═════ RECORDS SHOWN ═════
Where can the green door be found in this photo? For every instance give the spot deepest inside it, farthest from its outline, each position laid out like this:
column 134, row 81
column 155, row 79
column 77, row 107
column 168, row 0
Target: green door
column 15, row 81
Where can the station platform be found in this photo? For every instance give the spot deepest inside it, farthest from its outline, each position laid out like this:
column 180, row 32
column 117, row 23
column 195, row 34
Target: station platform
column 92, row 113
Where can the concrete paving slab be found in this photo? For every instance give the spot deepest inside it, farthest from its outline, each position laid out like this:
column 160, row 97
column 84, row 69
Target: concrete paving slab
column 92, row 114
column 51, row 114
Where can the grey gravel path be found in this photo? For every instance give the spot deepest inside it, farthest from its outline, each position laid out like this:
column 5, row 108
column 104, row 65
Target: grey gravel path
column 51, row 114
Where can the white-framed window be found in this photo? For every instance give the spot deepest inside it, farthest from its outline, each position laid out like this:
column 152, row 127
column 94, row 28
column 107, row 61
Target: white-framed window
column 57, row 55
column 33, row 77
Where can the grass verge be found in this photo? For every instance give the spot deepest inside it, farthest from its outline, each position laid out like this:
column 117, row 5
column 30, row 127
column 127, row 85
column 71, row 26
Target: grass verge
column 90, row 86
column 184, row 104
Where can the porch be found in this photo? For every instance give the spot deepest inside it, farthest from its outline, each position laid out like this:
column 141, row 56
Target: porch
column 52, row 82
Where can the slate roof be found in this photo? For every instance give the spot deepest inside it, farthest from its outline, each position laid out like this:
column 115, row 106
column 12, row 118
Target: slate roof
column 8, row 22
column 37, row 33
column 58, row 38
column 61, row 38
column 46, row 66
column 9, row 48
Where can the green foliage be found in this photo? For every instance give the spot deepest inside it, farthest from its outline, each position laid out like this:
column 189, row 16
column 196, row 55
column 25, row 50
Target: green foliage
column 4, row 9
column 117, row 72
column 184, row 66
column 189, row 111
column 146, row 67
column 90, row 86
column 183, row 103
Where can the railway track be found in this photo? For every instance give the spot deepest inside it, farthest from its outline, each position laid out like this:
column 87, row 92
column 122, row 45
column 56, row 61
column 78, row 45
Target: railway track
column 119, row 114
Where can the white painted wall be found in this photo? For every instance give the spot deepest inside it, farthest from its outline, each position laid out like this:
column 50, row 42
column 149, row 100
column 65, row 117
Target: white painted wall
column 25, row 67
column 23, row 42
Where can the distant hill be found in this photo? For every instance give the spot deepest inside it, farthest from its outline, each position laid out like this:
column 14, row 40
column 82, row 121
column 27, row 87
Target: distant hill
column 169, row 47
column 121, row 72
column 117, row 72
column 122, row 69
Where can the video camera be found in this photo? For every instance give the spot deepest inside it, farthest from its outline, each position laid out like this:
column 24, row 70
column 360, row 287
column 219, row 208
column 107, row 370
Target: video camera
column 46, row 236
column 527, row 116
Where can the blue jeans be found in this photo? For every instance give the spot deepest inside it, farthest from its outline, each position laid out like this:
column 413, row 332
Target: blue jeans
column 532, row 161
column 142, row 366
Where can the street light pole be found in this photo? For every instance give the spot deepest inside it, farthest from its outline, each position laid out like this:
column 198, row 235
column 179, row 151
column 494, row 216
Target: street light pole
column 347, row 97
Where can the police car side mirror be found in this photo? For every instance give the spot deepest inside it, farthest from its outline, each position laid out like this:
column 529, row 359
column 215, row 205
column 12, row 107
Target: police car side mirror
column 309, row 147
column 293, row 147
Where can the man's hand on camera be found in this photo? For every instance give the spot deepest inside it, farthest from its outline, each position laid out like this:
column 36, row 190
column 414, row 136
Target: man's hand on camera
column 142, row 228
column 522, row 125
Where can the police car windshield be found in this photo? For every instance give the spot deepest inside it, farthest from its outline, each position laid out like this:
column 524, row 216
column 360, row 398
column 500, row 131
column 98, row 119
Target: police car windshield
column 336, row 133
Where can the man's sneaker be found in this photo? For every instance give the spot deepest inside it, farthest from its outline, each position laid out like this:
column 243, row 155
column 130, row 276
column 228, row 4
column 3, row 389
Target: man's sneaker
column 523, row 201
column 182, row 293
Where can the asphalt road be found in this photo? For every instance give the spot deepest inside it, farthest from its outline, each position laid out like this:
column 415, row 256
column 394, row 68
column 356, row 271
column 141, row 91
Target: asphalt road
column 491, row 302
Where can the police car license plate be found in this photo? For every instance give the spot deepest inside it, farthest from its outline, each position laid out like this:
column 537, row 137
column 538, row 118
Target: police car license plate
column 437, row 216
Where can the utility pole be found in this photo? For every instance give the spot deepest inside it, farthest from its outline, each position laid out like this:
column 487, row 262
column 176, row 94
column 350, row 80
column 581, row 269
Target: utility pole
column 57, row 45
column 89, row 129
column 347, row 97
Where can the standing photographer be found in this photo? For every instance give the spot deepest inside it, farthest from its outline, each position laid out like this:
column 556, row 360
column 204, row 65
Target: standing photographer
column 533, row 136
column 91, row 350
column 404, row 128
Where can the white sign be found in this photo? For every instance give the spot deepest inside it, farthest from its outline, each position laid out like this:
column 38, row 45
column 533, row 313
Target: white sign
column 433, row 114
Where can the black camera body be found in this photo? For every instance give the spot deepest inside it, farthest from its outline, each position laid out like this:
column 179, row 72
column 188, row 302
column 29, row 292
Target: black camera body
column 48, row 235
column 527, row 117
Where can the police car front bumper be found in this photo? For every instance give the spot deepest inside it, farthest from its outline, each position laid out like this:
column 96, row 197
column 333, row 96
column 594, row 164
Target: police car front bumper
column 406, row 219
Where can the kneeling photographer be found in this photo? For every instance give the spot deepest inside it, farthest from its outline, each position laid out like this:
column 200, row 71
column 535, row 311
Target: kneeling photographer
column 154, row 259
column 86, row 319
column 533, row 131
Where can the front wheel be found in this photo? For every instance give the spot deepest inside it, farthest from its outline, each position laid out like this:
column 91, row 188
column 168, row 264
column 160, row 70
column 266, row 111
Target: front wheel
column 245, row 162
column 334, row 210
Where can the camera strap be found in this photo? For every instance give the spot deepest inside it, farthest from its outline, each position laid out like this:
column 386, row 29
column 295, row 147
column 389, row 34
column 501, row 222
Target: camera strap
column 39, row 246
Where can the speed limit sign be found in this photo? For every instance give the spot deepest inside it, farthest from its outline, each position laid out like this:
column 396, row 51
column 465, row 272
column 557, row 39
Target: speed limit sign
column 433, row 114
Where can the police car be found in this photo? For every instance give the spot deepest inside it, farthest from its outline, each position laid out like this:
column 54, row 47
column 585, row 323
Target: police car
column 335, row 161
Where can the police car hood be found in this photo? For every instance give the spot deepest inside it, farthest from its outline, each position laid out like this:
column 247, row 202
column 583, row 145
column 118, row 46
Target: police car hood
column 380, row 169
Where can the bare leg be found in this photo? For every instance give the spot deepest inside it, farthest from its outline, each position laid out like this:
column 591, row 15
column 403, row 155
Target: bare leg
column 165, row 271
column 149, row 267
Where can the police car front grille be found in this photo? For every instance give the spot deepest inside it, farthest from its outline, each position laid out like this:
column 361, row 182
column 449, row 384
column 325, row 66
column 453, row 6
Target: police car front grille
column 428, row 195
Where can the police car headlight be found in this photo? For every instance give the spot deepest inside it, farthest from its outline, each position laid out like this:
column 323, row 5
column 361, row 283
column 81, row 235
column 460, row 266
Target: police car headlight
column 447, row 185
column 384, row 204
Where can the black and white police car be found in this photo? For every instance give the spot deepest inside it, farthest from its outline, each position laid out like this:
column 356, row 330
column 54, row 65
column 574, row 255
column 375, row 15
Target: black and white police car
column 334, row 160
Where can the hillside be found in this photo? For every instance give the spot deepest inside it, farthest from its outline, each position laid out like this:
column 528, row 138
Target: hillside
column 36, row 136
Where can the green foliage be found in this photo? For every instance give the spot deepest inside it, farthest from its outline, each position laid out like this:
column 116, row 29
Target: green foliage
═════
§ TASK DESCRIPTION
Each line in the listing above from the one containing "Where can the grey" through the one containing "column 12, row 118" should be repeated exactly, and no other line.

§ EXERCISE OUTPUT
Where can the grey gravel path be found in this photo? For every instance give the spot deepest inside it, farthest from its outline, each position laid out like this:
column 5, row 108
column 104, row 65
Target: grey gravel path
column 51, row 114
Where can the white-framed window be found in this photo? For every instance give the spot deepest inside it, farthest from its outline, each position laid out like this:
column 152, row 127
column 94, row 28
column 107, row 61
Target: white-framed window
column 57, row 55
column 33, row 77
Where can the grass verge be found in this photo? For every instance give the spot deepest inside it, farthest from its outline, each position laid out like this:
column 117, row 5
column 30, row 127
column 127, row 85
column 71, row 26
Target: grass verge
column 90, row 86
column 184, row 104
Where can the porch be found in this photo? For every instance give the spot deepest inside it, farthest from its outline, each position laid out like this:
column 141, row 56
Target: porch
column 52, row 82
Where can the slate roof be found in this photo? For every instance give the spot deepest inside it, farthest from its outline, each position laid out like this:
column 115, row 106
column 12, row 118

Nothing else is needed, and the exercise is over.